YOUR OBJECTIVE: Nothing before the line containing "Each instance receives one keypoint. Mark the decorative" should appear; please restate that line and every later line word for word through the end of the listing.

RECORDS SUPPLIED:
________________________________________

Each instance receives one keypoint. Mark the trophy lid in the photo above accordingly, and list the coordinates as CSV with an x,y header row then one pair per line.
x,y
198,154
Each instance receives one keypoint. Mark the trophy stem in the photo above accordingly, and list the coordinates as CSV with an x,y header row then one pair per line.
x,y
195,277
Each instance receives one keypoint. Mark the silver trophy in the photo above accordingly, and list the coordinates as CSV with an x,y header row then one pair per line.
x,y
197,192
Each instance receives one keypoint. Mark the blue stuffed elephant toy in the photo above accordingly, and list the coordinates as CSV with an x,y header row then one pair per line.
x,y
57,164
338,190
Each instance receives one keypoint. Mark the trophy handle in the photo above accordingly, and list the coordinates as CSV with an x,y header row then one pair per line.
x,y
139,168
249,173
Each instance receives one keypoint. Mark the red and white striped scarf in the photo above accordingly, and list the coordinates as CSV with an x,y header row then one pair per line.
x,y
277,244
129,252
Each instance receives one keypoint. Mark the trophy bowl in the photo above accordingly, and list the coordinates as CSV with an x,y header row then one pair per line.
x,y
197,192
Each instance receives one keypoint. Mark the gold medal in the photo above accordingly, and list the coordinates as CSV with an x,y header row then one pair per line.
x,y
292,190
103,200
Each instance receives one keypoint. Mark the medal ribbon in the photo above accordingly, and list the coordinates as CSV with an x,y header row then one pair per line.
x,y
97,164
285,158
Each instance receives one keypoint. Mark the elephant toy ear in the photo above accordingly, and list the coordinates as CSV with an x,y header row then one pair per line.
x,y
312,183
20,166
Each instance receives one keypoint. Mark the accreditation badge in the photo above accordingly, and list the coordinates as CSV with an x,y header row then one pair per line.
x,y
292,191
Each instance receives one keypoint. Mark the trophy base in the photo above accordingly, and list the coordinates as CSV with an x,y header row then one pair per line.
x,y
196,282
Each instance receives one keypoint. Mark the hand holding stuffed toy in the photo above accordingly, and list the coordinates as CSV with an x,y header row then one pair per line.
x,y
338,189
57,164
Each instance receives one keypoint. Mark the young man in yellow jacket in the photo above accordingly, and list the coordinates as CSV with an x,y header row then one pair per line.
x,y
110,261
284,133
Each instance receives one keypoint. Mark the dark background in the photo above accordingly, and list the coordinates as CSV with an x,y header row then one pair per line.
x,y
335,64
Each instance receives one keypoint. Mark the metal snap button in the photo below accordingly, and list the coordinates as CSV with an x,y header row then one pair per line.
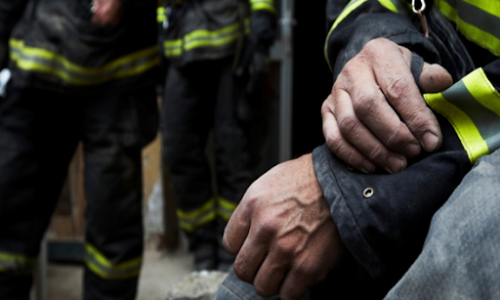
x,y
368,192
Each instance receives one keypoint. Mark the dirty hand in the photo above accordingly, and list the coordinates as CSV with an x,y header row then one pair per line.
x,y
107,12
359,124
282,232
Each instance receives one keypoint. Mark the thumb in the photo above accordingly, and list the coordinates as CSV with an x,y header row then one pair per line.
x,y
434,78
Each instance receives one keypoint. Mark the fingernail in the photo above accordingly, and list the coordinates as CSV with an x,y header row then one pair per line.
x,y
430,141
412,150
396,164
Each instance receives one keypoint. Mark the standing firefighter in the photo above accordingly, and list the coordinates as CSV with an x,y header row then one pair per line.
x,y
217,56
81,71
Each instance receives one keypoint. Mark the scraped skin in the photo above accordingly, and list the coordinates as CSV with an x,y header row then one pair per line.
x,y
360,123
282,232
107,12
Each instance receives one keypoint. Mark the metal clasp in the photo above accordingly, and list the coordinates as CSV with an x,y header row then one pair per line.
x,y
419,11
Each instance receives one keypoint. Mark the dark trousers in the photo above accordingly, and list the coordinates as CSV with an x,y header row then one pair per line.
x,y
198,99
39,132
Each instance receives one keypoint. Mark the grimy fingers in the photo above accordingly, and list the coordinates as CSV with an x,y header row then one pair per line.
x,y
399,87
362,138
271,274
372,108
251,255
237,228
338,145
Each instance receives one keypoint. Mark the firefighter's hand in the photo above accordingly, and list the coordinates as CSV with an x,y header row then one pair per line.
x,y
282,232
360,123
107,12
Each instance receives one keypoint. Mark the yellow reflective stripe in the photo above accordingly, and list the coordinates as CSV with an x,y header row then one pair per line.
x,y
467,132
15,262
192,215
48,55
473,21
389,5
263,5
207,38
215,42
192,220
160,14
190,226
472,106
44,61
96,262
350,7
447,10
480,37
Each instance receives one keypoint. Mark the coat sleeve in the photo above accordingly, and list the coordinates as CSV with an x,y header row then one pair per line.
x,y
262,24
383,218
10,13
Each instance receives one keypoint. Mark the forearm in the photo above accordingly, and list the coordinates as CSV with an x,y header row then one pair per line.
x,y
362,21
383,218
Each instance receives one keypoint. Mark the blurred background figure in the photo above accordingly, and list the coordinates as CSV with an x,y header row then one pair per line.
x,y
217,57
82,70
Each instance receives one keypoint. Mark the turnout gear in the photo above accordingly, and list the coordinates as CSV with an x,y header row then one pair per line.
x,y
210,46
383,218
74,80
55,45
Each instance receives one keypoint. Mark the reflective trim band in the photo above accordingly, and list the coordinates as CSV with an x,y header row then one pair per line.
x,y
190,221
216,38
472,106
491,7
389,5
40,60
98,264
486,109
350,7
225,208
172,48
160,14
205,38
478,21
10,262
263,5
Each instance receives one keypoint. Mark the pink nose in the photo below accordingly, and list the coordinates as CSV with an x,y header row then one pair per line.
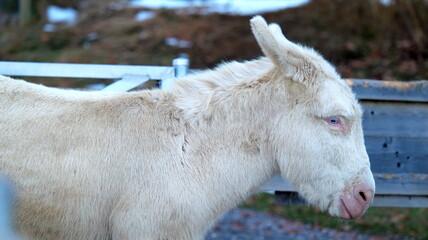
x,y
364,195
355,203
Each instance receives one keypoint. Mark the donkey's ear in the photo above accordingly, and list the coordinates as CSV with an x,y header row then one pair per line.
x,y
296,62
265,38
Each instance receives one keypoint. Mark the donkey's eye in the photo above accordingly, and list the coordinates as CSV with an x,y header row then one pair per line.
x,y
334,121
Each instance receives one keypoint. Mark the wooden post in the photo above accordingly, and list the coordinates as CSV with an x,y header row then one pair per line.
x,y
25,12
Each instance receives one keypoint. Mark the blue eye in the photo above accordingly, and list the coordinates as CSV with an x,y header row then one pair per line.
x,y
334,120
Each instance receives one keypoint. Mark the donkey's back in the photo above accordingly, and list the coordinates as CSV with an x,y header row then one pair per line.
x,y
72,155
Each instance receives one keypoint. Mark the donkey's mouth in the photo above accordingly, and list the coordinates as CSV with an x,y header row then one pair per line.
x,y
346,215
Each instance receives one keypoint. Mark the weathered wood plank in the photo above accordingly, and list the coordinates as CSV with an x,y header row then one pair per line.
x,y
395,119
398,154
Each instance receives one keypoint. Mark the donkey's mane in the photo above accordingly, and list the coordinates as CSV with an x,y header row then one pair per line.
x,y
195,92
225,76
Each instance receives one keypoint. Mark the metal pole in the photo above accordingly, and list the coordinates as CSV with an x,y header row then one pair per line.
x,y
24,12
6,231
181,67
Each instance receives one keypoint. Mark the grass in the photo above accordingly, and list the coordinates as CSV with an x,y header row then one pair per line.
x,y
404,222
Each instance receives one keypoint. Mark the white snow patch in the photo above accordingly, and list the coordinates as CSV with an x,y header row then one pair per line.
x,y
241,7
62,15
144,15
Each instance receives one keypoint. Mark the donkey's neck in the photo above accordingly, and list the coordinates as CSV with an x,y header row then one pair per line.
x,y
227,113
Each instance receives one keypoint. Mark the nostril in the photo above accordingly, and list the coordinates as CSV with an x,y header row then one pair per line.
x,y
363,196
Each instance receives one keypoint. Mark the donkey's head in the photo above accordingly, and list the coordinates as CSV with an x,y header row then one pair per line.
x,y
317,136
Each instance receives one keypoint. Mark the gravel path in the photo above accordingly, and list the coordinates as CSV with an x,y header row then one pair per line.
x,y
241,224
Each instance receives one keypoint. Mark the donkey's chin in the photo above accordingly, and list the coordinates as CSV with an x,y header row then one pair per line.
x,y
351,205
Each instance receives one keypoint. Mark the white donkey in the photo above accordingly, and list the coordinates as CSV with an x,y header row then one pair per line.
x,y
166,164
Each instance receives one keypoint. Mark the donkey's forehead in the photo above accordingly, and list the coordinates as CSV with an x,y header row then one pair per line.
x,y
336,98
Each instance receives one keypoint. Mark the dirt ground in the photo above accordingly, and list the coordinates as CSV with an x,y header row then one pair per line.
x,y
364,39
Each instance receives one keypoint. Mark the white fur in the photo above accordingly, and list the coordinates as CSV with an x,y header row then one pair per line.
x,y
166,165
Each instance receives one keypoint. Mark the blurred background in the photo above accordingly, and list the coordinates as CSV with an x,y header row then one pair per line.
x,y
370,39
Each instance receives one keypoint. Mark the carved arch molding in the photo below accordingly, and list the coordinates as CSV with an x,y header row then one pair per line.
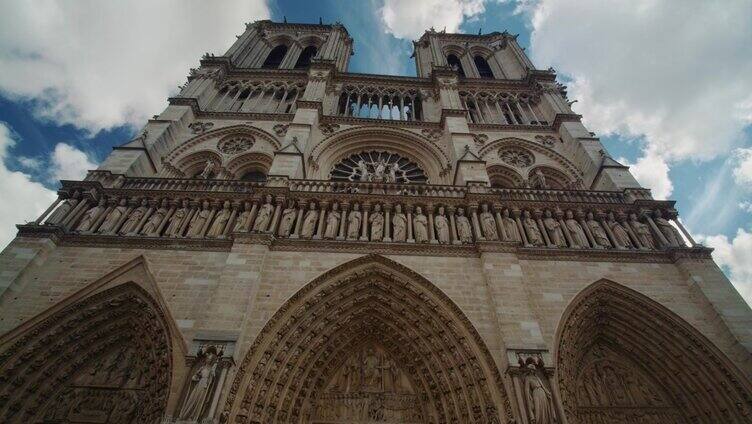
x,y
623,358
369,341
104,359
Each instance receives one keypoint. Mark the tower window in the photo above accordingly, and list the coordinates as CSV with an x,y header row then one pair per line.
x,y
483,68
455,63
304,60
275,57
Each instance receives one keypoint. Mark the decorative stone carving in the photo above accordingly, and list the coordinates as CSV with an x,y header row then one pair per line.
x,y
516,157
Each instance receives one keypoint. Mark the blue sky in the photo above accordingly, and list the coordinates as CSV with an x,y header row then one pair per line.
x,y
666,85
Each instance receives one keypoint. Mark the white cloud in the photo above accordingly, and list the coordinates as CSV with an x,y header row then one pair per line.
x,y
22,199
409,19
69,163
99,64
736,256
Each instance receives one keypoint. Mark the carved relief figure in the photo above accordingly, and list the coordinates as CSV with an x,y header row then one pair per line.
x,y
218,226
555,233
332,222
376,219
264,216
155,220
464,231
288,219
442,227
113,217
131,224
90,216
488,223
579,239
309,222
176,221
354,219
534,235
399,223
420,226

________________________________________

SOLUTION TO THE PROBLEM:
Each instance receives one keypoint. Mark the decorative stone carving in the photo above accordingly, and list the coordinates as CSV with an x,y header row then one pair per line.
x,y
516,157
Each instance receives one keypoint. Mark the blue sky in the photo above accordingly, and list the coordinates as CSV with an x,y header row then one pair per line.
x,y
666,85
Each instance receives one keypoint. Mark the white cloud in the photo above accordingly, and list the coordinates as CSV with an x,y header row then one pair per line.
x,y
22,199
409,19
69,163
99,64
736,256
Each instance receives one keypoint. Mark the carved relief figure in the photo above accordingly, and list the coordinates as CSV with an x,y header row then one pair per line.
x,y
218,226
555,233
332,222
376,219
264,216
155,220
464,231
288,219
442,227
113,217
131,224
90,216
488,223
579,239
309,222
176,221
354,219
534,235
399,223
420,226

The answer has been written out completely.